## YOUR ASSIGNMENT
Each record beneath this line should be returned exactly as it is.

## DATASET
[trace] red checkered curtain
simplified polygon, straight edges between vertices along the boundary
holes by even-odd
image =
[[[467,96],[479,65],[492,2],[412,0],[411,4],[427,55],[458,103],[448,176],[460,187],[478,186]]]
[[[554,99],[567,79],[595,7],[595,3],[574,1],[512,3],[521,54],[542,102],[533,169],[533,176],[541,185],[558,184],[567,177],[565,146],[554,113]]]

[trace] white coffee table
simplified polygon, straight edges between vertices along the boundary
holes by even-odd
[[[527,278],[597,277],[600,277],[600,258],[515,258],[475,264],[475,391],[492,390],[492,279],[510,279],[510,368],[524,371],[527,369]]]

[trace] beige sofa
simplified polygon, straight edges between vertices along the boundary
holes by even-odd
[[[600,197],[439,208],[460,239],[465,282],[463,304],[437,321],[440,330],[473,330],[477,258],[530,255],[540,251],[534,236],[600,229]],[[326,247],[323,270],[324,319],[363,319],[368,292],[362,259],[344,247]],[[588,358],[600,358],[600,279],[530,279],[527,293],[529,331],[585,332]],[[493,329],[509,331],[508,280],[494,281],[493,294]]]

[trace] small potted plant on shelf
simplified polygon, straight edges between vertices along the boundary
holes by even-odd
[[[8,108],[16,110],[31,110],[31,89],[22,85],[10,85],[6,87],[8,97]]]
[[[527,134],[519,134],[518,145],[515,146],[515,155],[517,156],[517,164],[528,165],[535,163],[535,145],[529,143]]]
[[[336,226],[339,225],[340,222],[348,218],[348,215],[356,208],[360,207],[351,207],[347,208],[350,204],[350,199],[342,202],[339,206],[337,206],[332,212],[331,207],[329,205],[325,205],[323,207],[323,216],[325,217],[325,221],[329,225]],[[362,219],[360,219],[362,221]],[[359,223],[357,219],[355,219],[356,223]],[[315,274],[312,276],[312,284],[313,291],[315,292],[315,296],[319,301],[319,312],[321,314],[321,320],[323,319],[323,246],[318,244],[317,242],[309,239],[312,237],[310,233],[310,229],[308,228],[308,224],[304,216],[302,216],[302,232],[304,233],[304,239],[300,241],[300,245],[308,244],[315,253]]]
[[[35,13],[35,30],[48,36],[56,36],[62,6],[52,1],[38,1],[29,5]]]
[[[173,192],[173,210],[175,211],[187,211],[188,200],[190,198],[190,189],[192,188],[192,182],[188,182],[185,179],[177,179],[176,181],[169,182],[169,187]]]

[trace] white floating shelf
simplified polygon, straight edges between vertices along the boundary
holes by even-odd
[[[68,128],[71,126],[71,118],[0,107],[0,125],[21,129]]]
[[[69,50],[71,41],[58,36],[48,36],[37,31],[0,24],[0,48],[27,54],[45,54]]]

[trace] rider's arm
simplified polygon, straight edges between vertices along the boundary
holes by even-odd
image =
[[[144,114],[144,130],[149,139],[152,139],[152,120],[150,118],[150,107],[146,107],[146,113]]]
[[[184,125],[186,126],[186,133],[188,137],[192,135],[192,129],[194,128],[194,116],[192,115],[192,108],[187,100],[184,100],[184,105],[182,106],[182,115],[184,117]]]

## EXERCISE OUTPUT
[trace] red checkered curtain
simplified polygon, straight edges between vertices along the boundary
holes by even-odd
image =
[[[467,96],[479,65],[492,2],[412,0],[411,4],[427,55],[458,103],[448,176],[460,187],[478,186]]]
[[[554,99],[567,79],[595,7],[595,3],[574,1],[512,3],[521,54],[542,102],[533,169],[533,176],[541,185],[558,184],[567,177],[565,146],[554,113]]]

[trace] white coffee table
simplified polygon, straight edges between vertices along the boundary
holes by even-odd
[[[527,278],[597,277],[600,277],[600,258],[515,258],[475,264],[475,391],[492,390],[492,279],[510,279],[510,368],[524,371],[527,369]]]

[trace] beige sofa
simplified polygon, straight edges between vertices along the boundary
holes by even-odd
[[[600,197],[439,208],[460,239],[465,282],[463,304],[437,321],[440,330],[473,330],[477,258],[530,255],[540,251],[534,236],[600,229]],[[326,247],[323,270],[324,319],[363,319],[368,292],[362,259],[344,247]],[[588,358],[600,358],[600,279],[530,279],[527,293],[529,331],[585,332]],[[493,329],[509,331],[508,280],[494,281],[493,294]]]

[trace] small potted plant on shelf
simplified polygon, straight edges between vertices along the boundary
holes by even-odd
[[[8,108],[16,110],[31,110],[31,89],[22,85],[10,85],[6,87],[8,97]]]
[[[527,134],[519,134],[518,145],[515,146],[515,155],[517,156],[517,164],[528,165],[535,163],[535,145],[529,143]]]
[[[336,226],[339,225],[340,222],[348,218],[348,215],[356,208],[360,207],[351,207],[347,208],[350,204],[350,199],[342,202],[339,206],[337,206],[332,212],[331,207],[329,205],[325,205],[323,207],[323,216],[325,217],[325,221],[329,225]],[[362,219],[360,219],[362,221]],[[359,223],[357,219],[355,219],[356,223]],[[315,274],[312,276],[312,284],[313,291],[315,292],[315,296],[319,301],[319,312],[321,314],[321,320],[323,319],[323,246],[318,244],[317,242],[309,239],[312,237],[310,233],[310,229],[308,228],[308,224],[304,216],[302,216],[302,232],[304,233],[304,239],[300,241],[300,245],[308,244],[315,253]]]
[[[35,13],[35,30],[48,36],[56,36],[62,6],[52,1],[38,1],[29,5]]]
[[[173,192],[173,210],[175,211],[187,211],[188,200],[190,198],[190,189],[192,188],[192,182],[188,182],[185,179],[177,179],[176,181],[169,182],[169,187]]]

[trace] white floating shelf
simplified polygon, straight edges between vertices along the boundary
holes by even-odd
[[[68,128],[71,126],[71,118],[0,107],[0,125],[21,129]]]
[[[69,50],[71,41],[58,36],[48,36],[37,31],[0,24],[0,48],[27,54],[45,54]]]

[trace] rider's arm
simplified polygon, straight edges between vertices along the boundary
holes by even-odd
image =
[[[144,114],[144,130],[149,139],[152,139],[152,120],[150,118],[150,107],[146,107],[146,113]]]
[[[184,125],[186,126],[186,133],[188,137],[192,135],[192,129],[194,128],[194,116],[192,115],[192,108],[187,100],[184,100],[184,105],[182,106],[182,115],[184,117]]]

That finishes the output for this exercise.